→ Work to complete: Set out every one of the lines below as a JSON list of strings, with one string per line and any blank lines left out.

Some lines
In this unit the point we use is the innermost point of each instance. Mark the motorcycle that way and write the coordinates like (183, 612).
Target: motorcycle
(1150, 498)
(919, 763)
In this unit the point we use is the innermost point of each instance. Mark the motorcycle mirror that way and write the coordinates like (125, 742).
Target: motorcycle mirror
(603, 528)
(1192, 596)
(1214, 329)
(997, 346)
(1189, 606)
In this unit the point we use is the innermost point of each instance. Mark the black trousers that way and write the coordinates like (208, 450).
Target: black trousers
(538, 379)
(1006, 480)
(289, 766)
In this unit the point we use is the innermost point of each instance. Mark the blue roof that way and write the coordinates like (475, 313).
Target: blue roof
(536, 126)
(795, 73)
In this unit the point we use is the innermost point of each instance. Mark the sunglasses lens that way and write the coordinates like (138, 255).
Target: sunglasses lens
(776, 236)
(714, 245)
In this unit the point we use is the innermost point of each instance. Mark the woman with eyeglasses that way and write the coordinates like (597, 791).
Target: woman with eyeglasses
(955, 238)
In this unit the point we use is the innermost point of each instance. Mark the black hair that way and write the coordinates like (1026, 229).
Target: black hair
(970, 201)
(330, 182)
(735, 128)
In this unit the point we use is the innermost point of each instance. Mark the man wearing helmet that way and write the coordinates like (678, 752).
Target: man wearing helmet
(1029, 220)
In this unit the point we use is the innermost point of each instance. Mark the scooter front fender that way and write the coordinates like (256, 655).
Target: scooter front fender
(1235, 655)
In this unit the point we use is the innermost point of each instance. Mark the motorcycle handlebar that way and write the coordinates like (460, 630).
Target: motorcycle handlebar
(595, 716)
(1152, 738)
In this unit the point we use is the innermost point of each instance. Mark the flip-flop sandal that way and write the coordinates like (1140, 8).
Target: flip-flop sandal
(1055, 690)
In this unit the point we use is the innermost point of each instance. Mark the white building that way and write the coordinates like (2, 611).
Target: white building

→ Correct result:
[
  "In this unit the point we use is the innermost point of each instance. Mark the motorcycle that way and write the coordinates like (183, 612).",
  "Target: motorcycle",
  "(1150, 498)",
  "(919, 763)",
  "In this unit the point we use is the innermost point of each instance. Mark the motorcycle mirror that way and write the coordinates like (125, 742).",
  "Target: motorcycle mirror",
  "(603, 528)",
  "(1192, 596)",
  "(1214, 329)",
  "(997, 346)",
  "(1189, 606)",
  "In this unit the point we use is the innermost point of each instance. Mark the black trousers that way and write the coordinates like (208, 450).",
  "Target: black trousers",
  "(538, 379)",
  "(1006, 480)",
  "(289, 766)",
  "In this unit the point we use is the innermost point of each instance. Mark the blue roof that way and write the coordinates like (475, 313).",
  "Target: blue roof",
  "(536, 126)",
  "(795, 73)",
  "In this unit the point we use is the innermost point of each instance. Mark the sunglasses lens that way and write the coordinates like (138, 255).",
  "Target: sunglasses lens",
  "(776, 236)",
  "(714, 245)",
  "In this unit the point we use is the innermost point of each instance. Mark the woman with eyeglasses that way and write the coordinates like (597, 791).",
  "Target: woman with eyeglasses",
  "(955, 238)",
  "In this unit the point we use is the innermost point of each instance. Mark the black hair that way and write the coordinates like (1026, 229).",
  "Target: black hair",
  "(970, 201)",
  "(330, 182)",
  "(735, 128)",
  "In this unit the point we use is the innermost point of each instance. Mark the man wearing helmet that way and write the coordinates like (678, 752).",
  "Target: man wearing helmet",
  "(1029, 220)",
  "In this unit the point we use is the innermost point of each instance. Mark the scooter front fender that way and write the coordinates like (256, 655).",
  "Target: scooter front fender",
  "(1235, 655)",
  "In this unit the point we use is the innermost point of each instance. Mark the motorcycle handlebar that way and write the coordinates like (460, 630).",
  "Target: motorcycle handlebar",
  "(595, 716)",
  "(1152, 738)",
  "In this unit the point we use is the innermost point of each instance. Mark the flip-flop sandal that way and write the coordinates like (1140, 8).",
  "Target: flip-flop sandal",
  "(1055, 690)",
  "In this unit the point we use is the innermost point of each instance. Mark the white building that way and write the coordinates like (2, 611).",
  "Target: white building"
]